** Task to carry out **
Pull out each line of the records holding the string "sign".

Dataset items

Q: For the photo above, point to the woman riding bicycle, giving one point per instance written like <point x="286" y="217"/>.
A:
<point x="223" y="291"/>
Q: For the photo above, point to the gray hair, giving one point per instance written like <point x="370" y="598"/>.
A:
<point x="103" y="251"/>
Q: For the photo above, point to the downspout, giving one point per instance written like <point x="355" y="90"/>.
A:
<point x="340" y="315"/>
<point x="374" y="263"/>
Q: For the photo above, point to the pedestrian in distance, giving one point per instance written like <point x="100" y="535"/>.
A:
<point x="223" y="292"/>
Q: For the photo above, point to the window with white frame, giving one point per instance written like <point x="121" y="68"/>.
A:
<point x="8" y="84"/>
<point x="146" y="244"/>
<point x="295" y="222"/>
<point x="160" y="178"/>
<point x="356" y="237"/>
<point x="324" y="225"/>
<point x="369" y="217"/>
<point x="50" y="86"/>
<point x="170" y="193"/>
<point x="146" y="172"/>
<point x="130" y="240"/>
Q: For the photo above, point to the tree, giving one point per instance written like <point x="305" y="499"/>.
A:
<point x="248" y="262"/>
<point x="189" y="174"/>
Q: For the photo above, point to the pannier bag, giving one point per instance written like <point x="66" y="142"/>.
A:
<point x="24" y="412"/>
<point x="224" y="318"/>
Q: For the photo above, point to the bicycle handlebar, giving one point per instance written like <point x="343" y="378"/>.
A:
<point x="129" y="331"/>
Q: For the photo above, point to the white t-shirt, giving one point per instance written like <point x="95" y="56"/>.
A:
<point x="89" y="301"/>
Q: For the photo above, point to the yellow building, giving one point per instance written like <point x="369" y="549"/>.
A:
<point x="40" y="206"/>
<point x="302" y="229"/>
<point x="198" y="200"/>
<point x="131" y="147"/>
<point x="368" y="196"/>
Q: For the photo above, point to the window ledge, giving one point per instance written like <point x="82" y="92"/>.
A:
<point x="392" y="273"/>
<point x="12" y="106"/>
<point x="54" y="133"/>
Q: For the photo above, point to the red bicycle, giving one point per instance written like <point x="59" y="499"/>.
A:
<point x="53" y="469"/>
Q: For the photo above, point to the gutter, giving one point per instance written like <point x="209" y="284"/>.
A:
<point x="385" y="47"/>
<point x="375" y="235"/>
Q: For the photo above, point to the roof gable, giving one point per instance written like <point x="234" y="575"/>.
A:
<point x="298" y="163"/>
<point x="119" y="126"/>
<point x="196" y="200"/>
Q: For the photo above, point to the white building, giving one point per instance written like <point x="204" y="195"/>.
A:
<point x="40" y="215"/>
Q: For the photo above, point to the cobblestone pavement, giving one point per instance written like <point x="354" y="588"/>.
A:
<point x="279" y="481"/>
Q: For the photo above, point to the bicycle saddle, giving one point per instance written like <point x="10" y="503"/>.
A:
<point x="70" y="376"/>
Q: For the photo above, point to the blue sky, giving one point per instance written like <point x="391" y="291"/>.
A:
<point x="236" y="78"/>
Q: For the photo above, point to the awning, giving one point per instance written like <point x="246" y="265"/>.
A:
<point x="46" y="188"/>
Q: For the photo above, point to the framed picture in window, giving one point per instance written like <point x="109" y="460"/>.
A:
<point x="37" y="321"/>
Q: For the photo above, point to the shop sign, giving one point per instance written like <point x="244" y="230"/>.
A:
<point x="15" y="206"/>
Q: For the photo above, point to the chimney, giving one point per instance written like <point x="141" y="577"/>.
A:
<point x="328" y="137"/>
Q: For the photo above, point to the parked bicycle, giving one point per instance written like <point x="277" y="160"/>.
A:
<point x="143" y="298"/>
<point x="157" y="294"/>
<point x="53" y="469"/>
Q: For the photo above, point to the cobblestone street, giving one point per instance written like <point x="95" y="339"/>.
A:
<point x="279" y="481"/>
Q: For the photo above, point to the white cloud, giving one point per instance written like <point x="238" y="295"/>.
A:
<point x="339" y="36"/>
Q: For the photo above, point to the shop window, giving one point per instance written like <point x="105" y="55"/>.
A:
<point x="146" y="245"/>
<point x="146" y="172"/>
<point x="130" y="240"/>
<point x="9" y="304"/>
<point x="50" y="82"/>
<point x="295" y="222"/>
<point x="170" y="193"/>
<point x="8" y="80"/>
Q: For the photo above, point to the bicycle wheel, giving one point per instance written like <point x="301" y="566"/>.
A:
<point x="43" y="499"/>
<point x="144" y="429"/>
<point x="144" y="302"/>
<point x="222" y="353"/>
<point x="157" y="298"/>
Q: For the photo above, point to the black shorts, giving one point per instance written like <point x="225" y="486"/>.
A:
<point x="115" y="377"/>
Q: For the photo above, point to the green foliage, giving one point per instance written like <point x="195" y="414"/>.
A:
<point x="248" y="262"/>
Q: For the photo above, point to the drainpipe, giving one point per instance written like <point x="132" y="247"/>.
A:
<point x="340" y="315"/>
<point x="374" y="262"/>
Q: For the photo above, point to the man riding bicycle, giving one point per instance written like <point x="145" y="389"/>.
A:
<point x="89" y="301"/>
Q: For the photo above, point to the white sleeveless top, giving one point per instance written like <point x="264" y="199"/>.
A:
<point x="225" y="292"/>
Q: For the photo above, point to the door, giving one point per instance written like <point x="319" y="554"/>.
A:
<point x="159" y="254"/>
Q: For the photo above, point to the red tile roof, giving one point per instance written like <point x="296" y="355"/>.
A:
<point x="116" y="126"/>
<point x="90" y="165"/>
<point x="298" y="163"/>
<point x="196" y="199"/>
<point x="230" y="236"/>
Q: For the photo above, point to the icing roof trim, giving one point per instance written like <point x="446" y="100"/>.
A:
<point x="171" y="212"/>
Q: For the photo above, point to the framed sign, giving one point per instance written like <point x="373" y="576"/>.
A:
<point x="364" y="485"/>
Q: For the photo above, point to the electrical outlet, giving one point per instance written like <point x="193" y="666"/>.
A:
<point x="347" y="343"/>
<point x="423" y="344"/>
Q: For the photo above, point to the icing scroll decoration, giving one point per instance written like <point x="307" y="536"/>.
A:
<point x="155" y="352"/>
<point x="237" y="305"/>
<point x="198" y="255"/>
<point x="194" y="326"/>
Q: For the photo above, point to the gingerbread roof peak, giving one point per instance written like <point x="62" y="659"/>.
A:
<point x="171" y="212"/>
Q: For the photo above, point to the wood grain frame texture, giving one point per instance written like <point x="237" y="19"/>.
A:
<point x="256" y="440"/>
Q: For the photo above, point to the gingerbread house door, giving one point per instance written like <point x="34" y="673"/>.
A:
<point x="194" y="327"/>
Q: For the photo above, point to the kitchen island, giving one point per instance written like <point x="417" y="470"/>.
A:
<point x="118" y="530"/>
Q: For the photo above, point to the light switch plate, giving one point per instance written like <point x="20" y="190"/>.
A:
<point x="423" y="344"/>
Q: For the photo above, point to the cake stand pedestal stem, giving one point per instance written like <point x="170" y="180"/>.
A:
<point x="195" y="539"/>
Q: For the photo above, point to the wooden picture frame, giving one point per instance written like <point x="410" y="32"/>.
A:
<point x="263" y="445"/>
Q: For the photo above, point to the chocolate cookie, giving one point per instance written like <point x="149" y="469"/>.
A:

** Finished task **
Q: For the photo above, point to the shop sign, giving one point per instance written like <point x="244" y="230"/>.
Q: For the photo above, point to the framed sign, giving one point per instance written like <point x="373" y="576"/>.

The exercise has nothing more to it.